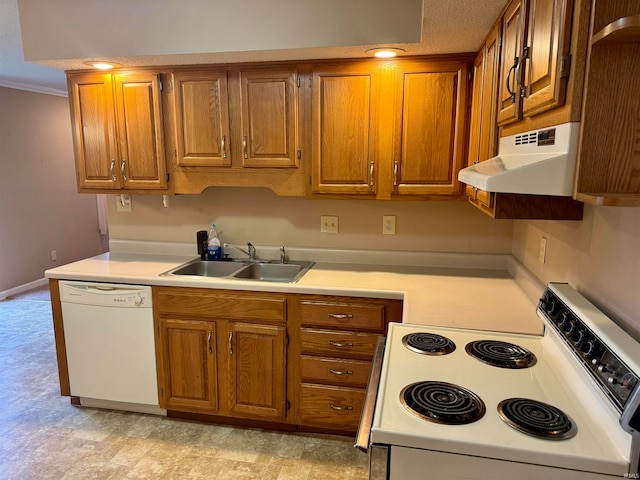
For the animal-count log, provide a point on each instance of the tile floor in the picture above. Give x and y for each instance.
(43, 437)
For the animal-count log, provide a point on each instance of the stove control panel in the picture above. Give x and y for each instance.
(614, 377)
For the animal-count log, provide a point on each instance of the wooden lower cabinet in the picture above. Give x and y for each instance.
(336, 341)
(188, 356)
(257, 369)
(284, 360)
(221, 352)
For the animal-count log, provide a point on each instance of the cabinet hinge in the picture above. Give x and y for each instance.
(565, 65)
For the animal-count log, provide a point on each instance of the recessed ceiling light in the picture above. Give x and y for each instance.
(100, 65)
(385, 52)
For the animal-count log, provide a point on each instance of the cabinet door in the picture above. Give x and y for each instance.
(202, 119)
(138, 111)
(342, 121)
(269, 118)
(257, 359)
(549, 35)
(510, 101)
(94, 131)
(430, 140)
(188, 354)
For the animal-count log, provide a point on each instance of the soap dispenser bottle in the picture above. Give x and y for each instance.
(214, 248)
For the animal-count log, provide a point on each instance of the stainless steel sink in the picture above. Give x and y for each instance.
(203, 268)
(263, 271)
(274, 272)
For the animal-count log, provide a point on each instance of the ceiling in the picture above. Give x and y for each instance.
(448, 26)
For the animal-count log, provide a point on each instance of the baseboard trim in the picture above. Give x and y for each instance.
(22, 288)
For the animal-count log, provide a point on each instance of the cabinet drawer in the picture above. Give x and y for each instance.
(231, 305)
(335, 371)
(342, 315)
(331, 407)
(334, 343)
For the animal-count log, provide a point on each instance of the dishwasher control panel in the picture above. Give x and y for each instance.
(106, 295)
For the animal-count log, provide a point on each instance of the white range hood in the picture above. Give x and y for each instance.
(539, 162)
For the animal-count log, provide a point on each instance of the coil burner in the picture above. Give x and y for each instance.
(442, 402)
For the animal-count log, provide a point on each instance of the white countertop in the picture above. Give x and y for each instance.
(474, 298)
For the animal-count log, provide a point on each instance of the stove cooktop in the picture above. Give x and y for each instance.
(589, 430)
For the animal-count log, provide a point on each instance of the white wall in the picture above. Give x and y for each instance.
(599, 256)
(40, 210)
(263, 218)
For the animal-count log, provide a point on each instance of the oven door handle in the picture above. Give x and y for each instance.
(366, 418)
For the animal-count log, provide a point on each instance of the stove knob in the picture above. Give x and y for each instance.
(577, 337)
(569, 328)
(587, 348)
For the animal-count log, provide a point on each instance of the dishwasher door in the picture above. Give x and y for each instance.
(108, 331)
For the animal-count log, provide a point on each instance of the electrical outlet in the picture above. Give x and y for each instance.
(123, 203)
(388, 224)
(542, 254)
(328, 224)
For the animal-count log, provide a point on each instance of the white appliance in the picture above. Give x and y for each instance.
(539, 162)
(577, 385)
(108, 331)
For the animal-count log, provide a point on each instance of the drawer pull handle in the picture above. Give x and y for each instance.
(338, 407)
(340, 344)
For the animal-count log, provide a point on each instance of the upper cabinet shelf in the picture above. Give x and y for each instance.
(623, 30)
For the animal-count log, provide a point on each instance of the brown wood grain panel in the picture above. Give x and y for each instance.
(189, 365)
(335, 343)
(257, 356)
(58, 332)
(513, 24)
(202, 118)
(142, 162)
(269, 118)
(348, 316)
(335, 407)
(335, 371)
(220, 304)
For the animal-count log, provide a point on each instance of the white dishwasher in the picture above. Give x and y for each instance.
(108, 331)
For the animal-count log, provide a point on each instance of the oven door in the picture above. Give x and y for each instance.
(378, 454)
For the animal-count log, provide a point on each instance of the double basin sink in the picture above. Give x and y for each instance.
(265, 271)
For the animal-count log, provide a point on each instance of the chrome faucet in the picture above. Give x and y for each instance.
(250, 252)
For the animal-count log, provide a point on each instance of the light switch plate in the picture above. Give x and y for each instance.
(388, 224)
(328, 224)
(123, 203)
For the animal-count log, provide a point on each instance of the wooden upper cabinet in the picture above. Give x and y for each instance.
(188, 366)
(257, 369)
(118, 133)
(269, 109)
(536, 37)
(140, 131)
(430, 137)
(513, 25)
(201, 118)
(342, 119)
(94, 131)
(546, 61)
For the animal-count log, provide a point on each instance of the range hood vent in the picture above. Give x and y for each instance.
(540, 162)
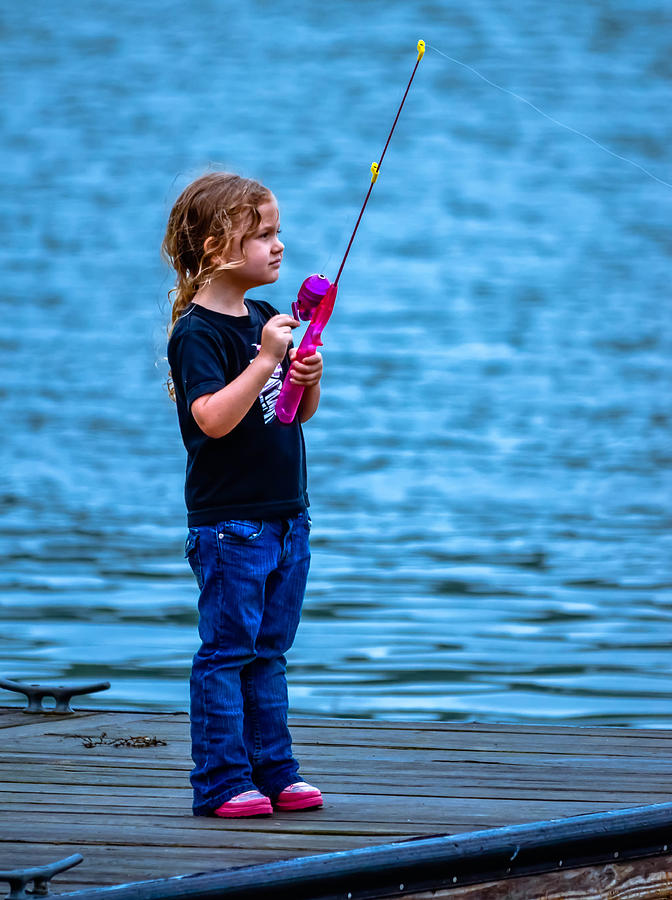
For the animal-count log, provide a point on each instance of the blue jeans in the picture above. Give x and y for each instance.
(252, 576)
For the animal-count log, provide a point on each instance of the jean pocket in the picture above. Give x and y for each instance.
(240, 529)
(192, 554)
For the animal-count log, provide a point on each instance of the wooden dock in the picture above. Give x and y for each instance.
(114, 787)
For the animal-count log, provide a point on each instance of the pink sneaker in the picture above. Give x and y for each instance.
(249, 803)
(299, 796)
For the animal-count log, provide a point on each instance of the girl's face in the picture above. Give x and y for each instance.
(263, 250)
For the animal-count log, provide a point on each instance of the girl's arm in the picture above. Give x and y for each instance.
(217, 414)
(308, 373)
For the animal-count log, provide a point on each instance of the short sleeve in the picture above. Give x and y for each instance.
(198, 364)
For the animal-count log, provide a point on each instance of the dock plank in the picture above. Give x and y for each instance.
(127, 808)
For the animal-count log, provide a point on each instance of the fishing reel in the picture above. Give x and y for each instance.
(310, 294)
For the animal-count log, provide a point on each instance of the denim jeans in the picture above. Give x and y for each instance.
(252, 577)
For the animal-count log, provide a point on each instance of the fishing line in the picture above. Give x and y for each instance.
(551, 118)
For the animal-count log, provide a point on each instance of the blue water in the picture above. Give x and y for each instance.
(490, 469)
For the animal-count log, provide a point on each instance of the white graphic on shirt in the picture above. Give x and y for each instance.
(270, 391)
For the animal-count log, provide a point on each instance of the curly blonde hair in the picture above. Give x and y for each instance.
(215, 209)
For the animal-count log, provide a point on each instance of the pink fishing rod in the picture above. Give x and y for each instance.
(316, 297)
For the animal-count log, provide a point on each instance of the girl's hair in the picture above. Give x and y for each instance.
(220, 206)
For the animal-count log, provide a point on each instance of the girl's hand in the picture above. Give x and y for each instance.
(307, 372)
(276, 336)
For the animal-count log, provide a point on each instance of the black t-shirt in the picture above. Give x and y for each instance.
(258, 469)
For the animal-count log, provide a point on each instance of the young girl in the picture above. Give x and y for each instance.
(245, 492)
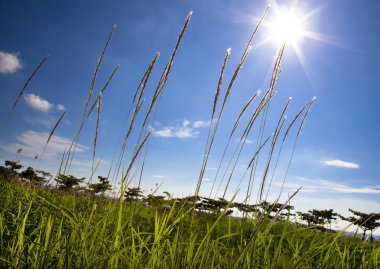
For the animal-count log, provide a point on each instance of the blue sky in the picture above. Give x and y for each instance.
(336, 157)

- - -

TO DO ▸
For the data above, return an exact copy that contains no pictures.

COMPLETED TASK ▸
For the animal-count log, provide a point on each instance of the tile floor in the picture above. Give x and y for each instance.
(43, 437)
For the animal-count log, provide a point on each instance of the stove control panel in the picture above. Give x and y for each instance.
(614, 377)
For the animal-count log, provide a point on each instance of the wooden lower cabinet in the picture above. Give x and y for each instance.
(336, 341)
(188, 356)
(257, 369)
(284, 360)
(221, 352)
For the animal-count log, provide a point on each instance of the cabinet hinge in the picture above. Give x and y for each instance.
(565, 65)
For the animal-count log, provide a point on each instance of the recessed ceiling light in the picture above. Give x and y for each instance.
(100, 65)
(385, 52)
For the animal-count log, provide a point on each instance of the cabinet door in the picture above. Give x and y for each instance.
(202, 119)
(138, 111)
(342, 121)
(269, 118)
(257, 359)
(549, 35)
(510, 101)
(94, 131)
(430, 140)
(188, 354)
For the animal-count log, provide a point on each instance of the soap dispenser bottle in the picture above. Give x and y for each instance.
(214, 248)
For the animal-count log, provide a point on each instance of the stainless steel sink in the picture above. Give x and y for each instance.
(203, 268)
(263, 271)
(274, 272)
For the animal-count log, provide a point on each instance of the ceiling in the picture above. Give x and y for each instance.
(448, 26)
For the animal-count log, provide a point on each instance of the baseboard trim in the picture above. Give x and y for each instance.
(22, 288)
For the animal-count log, provide a point on each instance of the cabinet drawer in the picture above. Give x and y for each instance.
(231, 305)
(335, 371)
(342, 315)
(331, 407)
(334, 343)
For the animal-count log, provide a point on each instance of the dishwasher control panel in the picture above. Give x and y for each instance.
(106, 295)
For the animal-count log, provide a point on each instance of the white range hood in the picture above. Give x and y for each instance.
(539, 162)
For the animal-count log, provide a point on each instance of the coil burner in the picture above. Give x and y for each instance.
(442, 402)
For the animal-count log, provide a point on each instance of the white countertop in the picture above. Give x and y for each instance.
(474, 298)
For the animal-count log, provide a point on each instance of the stove cooktop in the picture above. Give x and y for each instance.
(589, 430)
For the animal-count log, provide a point on each instance of the white wall in the picture above. Give x and y for each instance.
(599, 256)
(40, 210)
(263, 218)
For the animal-count log, provide a point on each instance of the oven door handle in the picture above. Give x and y for each instance.
(366, 418)
For the animal-count log, provide a point on each instance of the stove knob in the picture above. Give x and y for each instance.
(577, 337)
(569, 328)
(587, 348)
For the animal-count log, provide a point on each instance of the dishwasher door in the picture above. Give x and y for each instance.
(108, 331)
For the animal-count log, provide a point on each instance of the electrical outlet in the picture above. Give x and y for each instance.
(123, 203)
(388, 224)
(542, 254)
(328, 224)
For the animal-count log, provide a point on each instance of the white appliance in the picture above. Give x and y for each instance.
(539, 162)
(577, 385)
(108, 331)
For the animal-count log, provide a point on each instance of the drawer pull handle in the picture above. Give x and y for each instance.
(338, 407)
(340, 344)
For the animal-count log, provide a point on each instance of the upper cabinet shelf in the picture above. Give x and y for each instance.
(623, 30)
For the animal-count log, provide a point on each instance of the brown wood grain panel in the picture above. Give x and y for each instance.
(189, 365)
(335, 343)
(257, 356)
(58, 332)
(513, 24)
(202, 118)
(142, 162)
(269, 118)
(348, 316)
(335, 407)
(335, 371)
(220, 304)
For the animal-count log, provide a point on each instance of the white dishwasher in the picture above. Give x and y for each instance.
(108, 331)
For the animal-count log, provide a point on each instance of the oven door in the picture above. Give x and y for each instance.
(378, 454)
For the animal-count log, provide a point on each instance of the double basin sink in the picture above. Give x and y for each instance.
(265, 271)
For the animal-count log, provide a point on each instance of the chrome faucet in the picture above. Give x and y for each instance.
(250, 252)
For the animal-count log, provide a point on each instance of the light switch plate in the picture above. Give x and y for each instance.
(388, 224)
(328, 224)
(123, 203)
For the animal-count log, provide a point on each instance of the wooden upper cabinet in the picture above. Give x and y for each instance.
(188, 366)
(257, 369)
(118, 133)
(269, 109)
(536, 37)
(140, 131)
(430, 137)
(513, 25)
(201, 118)
(342, 119)
(94, 131)
(546, 61)
For the animal-count log, provide a point on each instance of the range hood vent in the picture above. Give x and y for each instance.
(540, 162)
For the animal-count log, provide a point on each instance of the blue jeans in the picture above. Give x and y for each instance.
(252, 576)
For the animal-count log, provide a point on each instance of the jean pocket in the picture above. Give x and y for each instance.
(240, 529)
(192, 554)
For the animal-count log, provide a point on each instance of the wooden dock in the picture above. Give x and y for each instance.
(114, 787)
For the animal-count log, provide a point on each instance of the pink sneaker in the picture above. Give x and y for each instance.
(249, 803)
(299, 796)
For the animal-count log, provide a point on each instance of the girl's face in the picture above. Give x and y for each instance.
(263, 250)
For the animal-count log, provide a point on each instance of the girl's arm in the picture above. Give x and y for each instance.
(217, 414)
(308, 373)
For the animal-count log, provide a point on each instance of the short sleeve in the picture above. Give x and y for each instance.
(198, 364)
For the animal-count log, provide a point on each instance of the dock plank in the picture above. Give x and y for each instance.
(127, 808)
For the animal-count log, provide a point on each instance of the fishing reel in the picture above. Give x and y for each instance.
(310, 294)
For the animal-count log, provide a point on each instance of the denim jeans in the picture above. Give x and y for each instance.
(252, 577)
For the animal-count log, provide a point on each instance of the fishing line in the picture above. Give x and y for each instance.
(551, 118)
For the animal-count log, provide a point on each instance of the blue water in the picture above. Give x and y for each instance.
(490, 469)
For the animal-count log, provide a point on each instance of the white graphic on shirt in the picture above. Give x and y for each instance.
(270, 391)
For the animal-count log, provide a point on each instance of the curly blonde hair in the picture above. Give x and y for each instance.
(215, 209)
For the animal-count log, provide a point on each instance of the pink fishing rod in the picture above. Give x and y for each instance.
(316, 297)
For the animal-count log, provide a point on each instance of the girl's hair in the picture above. Give x and y for each instance.
(220, 206)
For the animal-count log, provide a point on each instance of the girl's hand in the picture above. Give x and y for each instance.
(307, 372)
(276, 336)
For the animal-count log, provide a point on each instance of the black t-shirt in the picture above. Give x and y for each instance.
(258, 469)
For the animal-count log, provide a point on each instance of the young girl in the picture above. Give x and y for each instance.
(245, 492)
For the animal-count log, provide a point on each instance of the blue sky in the picture above. Give x and y for each instance.
(336, 157)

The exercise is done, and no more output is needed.